Extracted data
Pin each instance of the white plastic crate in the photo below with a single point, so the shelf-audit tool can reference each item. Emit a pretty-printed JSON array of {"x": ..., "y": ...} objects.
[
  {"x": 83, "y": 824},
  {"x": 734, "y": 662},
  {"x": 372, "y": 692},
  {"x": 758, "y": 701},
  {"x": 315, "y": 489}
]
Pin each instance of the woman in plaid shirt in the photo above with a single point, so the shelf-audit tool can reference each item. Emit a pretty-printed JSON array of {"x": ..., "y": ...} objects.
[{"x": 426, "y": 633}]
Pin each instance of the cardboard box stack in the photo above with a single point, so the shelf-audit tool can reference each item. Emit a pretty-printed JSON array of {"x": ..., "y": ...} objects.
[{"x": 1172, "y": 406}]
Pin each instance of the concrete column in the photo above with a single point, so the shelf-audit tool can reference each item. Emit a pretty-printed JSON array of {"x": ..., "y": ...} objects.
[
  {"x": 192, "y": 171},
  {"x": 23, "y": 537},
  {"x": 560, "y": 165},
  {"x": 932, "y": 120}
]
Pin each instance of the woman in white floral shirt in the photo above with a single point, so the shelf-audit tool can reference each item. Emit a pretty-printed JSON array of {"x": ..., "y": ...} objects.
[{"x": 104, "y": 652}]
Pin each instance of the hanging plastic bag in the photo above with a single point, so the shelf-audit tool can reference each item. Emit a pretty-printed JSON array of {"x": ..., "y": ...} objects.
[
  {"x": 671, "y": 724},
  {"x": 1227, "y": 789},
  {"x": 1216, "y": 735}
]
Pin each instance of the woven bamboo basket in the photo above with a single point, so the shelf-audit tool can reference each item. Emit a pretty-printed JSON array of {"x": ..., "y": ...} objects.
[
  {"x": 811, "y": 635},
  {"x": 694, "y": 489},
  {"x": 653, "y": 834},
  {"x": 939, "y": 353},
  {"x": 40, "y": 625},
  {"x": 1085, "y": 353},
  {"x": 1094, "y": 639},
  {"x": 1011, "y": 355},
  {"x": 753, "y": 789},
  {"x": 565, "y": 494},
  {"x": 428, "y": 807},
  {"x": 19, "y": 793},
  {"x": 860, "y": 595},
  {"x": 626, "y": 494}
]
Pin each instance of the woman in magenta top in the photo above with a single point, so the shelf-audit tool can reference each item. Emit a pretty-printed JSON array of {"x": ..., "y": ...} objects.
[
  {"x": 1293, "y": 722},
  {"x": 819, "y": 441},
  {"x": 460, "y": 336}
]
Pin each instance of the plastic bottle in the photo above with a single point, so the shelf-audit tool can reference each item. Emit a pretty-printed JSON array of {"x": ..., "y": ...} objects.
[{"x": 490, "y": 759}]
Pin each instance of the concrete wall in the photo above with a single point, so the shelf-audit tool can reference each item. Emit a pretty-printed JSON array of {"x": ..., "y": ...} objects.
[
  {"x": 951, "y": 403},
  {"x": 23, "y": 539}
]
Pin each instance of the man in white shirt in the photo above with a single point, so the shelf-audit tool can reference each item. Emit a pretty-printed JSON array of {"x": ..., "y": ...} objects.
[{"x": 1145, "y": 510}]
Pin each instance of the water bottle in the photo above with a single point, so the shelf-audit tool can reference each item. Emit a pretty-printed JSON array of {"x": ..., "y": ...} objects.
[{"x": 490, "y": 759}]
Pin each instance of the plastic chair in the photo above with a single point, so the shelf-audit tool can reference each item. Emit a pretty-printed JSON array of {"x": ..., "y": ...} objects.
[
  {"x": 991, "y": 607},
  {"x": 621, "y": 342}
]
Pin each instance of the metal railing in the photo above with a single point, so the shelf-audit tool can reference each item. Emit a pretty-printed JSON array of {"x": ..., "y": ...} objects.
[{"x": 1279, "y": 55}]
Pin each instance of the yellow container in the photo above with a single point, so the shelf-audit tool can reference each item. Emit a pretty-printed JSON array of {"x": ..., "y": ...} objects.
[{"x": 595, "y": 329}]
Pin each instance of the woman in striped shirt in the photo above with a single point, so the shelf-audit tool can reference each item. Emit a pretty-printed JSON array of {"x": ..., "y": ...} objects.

Objective
Copy out every one of the records above, substituting "inventory tracker" for "shelf-audit tool" wherever it occurs and keeping all else as it is.

Result of the task
Pin each instance of the white plastic crate in the photo below with a single point, so the inventory tracker can reference each item. Emit a pretty-printed JSON array of {"x": ..., "y": ...} objects.
[
  {"x": 83, "y": 824},
  {"x": 734, "y": 662},
  {"x": 372, "y": 692},
  {"x": 758, "y": 701},
  {"x": 315, "y": 489}
]
Pin each instance of the woman in plaid shirt in the photo above with a single point, so the inventory tracker can reference each item. Emit a pretty-printed JSON array of {"x": ..., "y": ...} objects.
[{"x": 426, "y": 633}]
Pin each instance of the cardboard box stack in the photo above with a single point, so the inventory tracker can reference each item. Emit a pretty-printed JSON array of {"x": ..., "y": ...} objects.
[{"x": 1172, "y": 406}]
Pin each instance of the concrete column in the photo above with a single point, so the inventory tracker can reference each item. Emit a pretty-printed JSON array of {"x": ..., "y": ...} objects.
[
  {"x": 192, "y": 171},
  {"x": 23, "y": 537},
  {"x": 560, "y": 165},
  {"x": 932, "y": 120}
]
Pin each instance of the woman in white floral shirt in the photo above with a single point, so the inventory tracker can reference each item. Emit a pretty-printed JSON array of {"x": ..., "y": ...} objects.
[{"x": 104, "y": 652}]
Pin each instance of the hanging plastic bag in the photo above with a single point, so the inventory tracker can reference each item. Emit a pretty-printed JSON array of {"x": ..., "y": ...} objects.
[
  {"x": 671, "y": 724},
  {"x": 1227, "y": 789},
  {"x": 1216, "y": 735}
]
Pin each instance of the woven bamboo basket in the photo above with a single point, so the inventory tracker can reference each item. Emit a pretty-printed JSON array of {"x": ..., "y": ...} objects.
[
  {"x": 811, "y": 635},
  {"x": 694, "y": 489},
  {"x": 653, "y": 834},
  {"x": 939, "y": 353},
  {"x": 40, "y": 625},
  {"x": 1085, "y": 353},
  {"x": 1094, "y": 639},
  {"x": 1011, "y": 355},
  {"x": 753, "y": 789},
  {"x": 565, "y": 494},
  {"x": 428, "y": 807},
  {"x": 19, "y": 793},
  {"x": 860, "y": 595},
  {"x": 626, "y": 494}
]
Pin each instance of the woman in magenta top in the photo above with a single point, so the inventory tracker can reference each item. Emit a pretty-printed JSON array of {"x": ..., "y": ...} objects.
[
  {"x": 1293, "y": 722},
  {"x": 819, "y": 441},
  {"x": 460, "y": 336}
]
Pin each instance of the plastic bottle in the photo above with a single point, so the inventory tracker can reference each item. Emit a pretty-printed JSON array of {"x": ..., "y": ...} objects.
[{"x": 490, "y": 759}]
Pin each instance of the concrete wall in the photo above with a single point, so the inventory tracker can reference each item. Emit a pretty-printed JSON array of {"x": ..., "y": ...} objects.
[
  {"x": 951, "y": 403},
  {"x": 23, "y": 539}
]
Pin each instance of the man in white shirt in the photo above with a single point, so the inventory tracker can reference each item. Emit a pretty-printed JSON array of {"x": ..., "y": ...} objects.
[{"x": 1145, "y": 510}]
Pin each instance of the water bottle in the photo above with a single point, so the inventory tracker can reference each item. Emit a pretty-printed JSON array of {"x": ..., "y": ...} objects.
[{"x": 490, "y": 759}]
Pin each instance of the plastic chair in the photo above with a single point, so the inventory tracker can reference each item. Emit a pretty-printed JSON array of {"x": ..., "y": ...} objects.
[
  {"x": 991, "y": 607},
  {"x": 621, "y": 342}
]
Pin each instance of the metal railing in the photo above with a single point, so the inventory tracker can reference each item. Emit a pretty-printed JSON array of {"x": ..., "y": ...} objects.
[{"x": 1279, "y": 55}]
Pin each instance of the yellow container in the photo above with a single point, so the inventory tracker can reference each item. Emit a pretty-printed JSON array of {"x": ..., "y": ...} objects.
[{"x": 595, "y": 329}]
Pin each instance of the woman in striped shirt in the photo above with a single point, so the inventory tracker can reference each item. Emit a pretty-printed JSON array of {"x": ..., "y": ...} objects.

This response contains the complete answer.